Übungstext:
***

Mit Mühe entkam die Mannschaft einem Sturm, der sie am Grat überraschte. Hans Hartmann trug schwere Erfrierungen an den Füßen davon. Unablässig rieb ihm der Freund Karlo in der folgenden Nacht die Füße, um sie wiederzubeleben. Aber vergebens, in München mußten beiderseits Vor- und Mittelfuß operativ entfernt werden. Ein langes Krankenlager und bitterer Verzicht schienen ihm beschieden zu sein. Manchen hätte eine derartige körperliche Behinderung auf immer den Bergen ferngehalten. In Hans Hartmann aber bäumte sich unbeugsame Willenskraft auf und überwand jede Schwäche.
Ein Jahr später bereits führte er wieder Felsfahrten in den Grödner Dolomiten und mancher von uns erinnert sich an das denkwürdige Pfingstgebrenzel auf dem Sella-Joch, wo er am Abend den Kameraden, die an der Fünffingerspitze biwakieren mußten, auf seiner Trompete ein Abendlied spielte. Unter seinen zahlreichen Fahrten im Sommer 1930 ist besonders die Begehung der Badile-Nordkante bemerkenswert. Am liebsten aber waren ihm die ein¬samen Berge der Samnaungruppe und in dieser Zeit gelang ihm die erste vollständige Überschreitung des Samnaunhauptkammes im Alleingang.

***

Vorliegende Zeilen:
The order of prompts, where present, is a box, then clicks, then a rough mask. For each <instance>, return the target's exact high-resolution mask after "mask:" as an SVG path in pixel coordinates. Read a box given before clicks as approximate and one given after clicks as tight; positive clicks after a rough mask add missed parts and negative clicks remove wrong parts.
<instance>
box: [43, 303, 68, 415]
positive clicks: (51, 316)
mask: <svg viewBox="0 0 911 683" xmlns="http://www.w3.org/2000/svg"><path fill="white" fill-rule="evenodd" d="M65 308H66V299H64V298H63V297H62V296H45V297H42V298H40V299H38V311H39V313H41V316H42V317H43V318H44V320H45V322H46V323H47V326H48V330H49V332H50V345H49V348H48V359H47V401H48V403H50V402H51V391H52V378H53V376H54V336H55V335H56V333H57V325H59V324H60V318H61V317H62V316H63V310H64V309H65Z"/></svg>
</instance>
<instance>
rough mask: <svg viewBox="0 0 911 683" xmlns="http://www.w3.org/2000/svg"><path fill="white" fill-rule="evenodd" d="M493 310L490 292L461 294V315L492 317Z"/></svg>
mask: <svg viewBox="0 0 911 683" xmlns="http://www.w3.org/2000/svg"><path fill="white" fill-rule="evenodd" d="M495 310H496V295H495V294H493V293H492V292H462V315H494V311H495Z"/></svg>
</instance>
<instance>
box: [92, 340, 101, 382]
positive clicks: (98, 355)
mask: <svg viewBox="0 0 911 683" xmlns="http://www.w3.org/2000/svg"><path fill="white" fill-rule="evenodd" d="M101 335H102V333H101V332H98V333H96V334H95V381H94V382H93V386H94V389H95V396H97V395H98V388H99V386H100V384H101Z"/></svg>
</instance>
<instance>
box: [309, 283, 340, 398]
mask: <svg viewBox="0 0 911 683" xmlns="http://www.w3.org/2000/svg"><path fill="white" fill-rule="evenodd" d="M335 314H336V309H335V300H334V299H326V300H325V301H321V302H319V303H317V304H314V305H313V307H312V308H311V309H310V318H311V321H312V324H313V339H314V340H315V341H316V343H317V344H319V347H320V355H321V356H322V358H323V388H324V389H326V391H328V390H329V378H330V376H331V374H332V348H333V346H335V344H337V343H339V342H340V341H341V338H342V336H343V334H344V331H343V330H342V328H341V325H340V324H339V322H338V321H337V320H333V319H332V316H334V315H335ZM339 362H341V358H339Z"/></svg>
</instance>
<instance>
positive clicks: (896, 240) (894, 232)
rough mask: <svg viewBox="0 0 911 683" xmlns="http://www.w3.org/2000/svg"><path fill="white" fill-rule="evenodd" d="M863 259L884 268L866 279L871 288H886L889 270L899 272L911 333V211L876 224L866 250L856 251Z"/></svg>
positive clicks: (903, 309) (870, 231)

***

Zu erledigende Aufgaben:
a - Nenne sämtliche Orts- und Bergnamen, die der Übungstext über Hans Hartmann erwähnt.
b - Prüfe anhand des Übungstexts über Hans Hartmann, ob die folgenden Aussagen zutreffen: (i) Hartmann wurde in München an den Füßen operiert. (ii) Hartmann selbst musste an der Fünffingerspitze biwakieren. (iii) Hartmann überschritt den Samnaunhauptkamm ohne Begleitung. Beantworte jede Aussage mit Ja oder Nein und belege die Antwort mit den entscheidenden Worten des Texts.
c - Führe den Übungstext über Hans Hartmann im Anschluss an seinen letzten Satz fort.

Lösungen:
a - München, Grödner Dolomiten, Sella-Joch, Fünffingerspitze, Badile-Nordkante, Samnaungruppe, Samnaunhauptkamm

b -
(i) Ja: „in München mußten beiderseits Vor- und Mittelfuß operativ entfernt werden“
(ii) Nein: „wo er am Abend den Kameraden, die an der Fünffingerspitze biwakieren mußten, auf seiner Trompete ein Abendlied spielte“
(iii) Ja: „die erste vollständige Überschreitung des Samnaunhauptkammes im Alleingang“

c -
Auf der Deutschen Himalaja-Expedition 1931 zum Kangchendzönga sollte sich zeigen, daß Hans Hartmann einer der würdigsten war für die großen Aufgaben des Himalaja. Trotz der Unruhe der Vorbereitungen vollendete er kurz vor der Ausreise nach Indien sein medizinisches Staatsexamen in München. Seite an Seite mit seinem Freund Karlo Wien stand er im September 1931 an dem höchsten erreichten Punkt am Nordostsporn der Kantsch in 7700 m. „Ja Karlo, wen haben die Berge wohl je so zusammengeschmiedet wie uns beide?" schrieb er über das Erlebnis dieser Tage in sein Tagebuch. Das Kantschtagebuch, das Karl Wien herausgab, ist uns ein würdiges Denkmal einer Freundschaft, die 1937 am Nanga Parbat ihre Erfüllung fand.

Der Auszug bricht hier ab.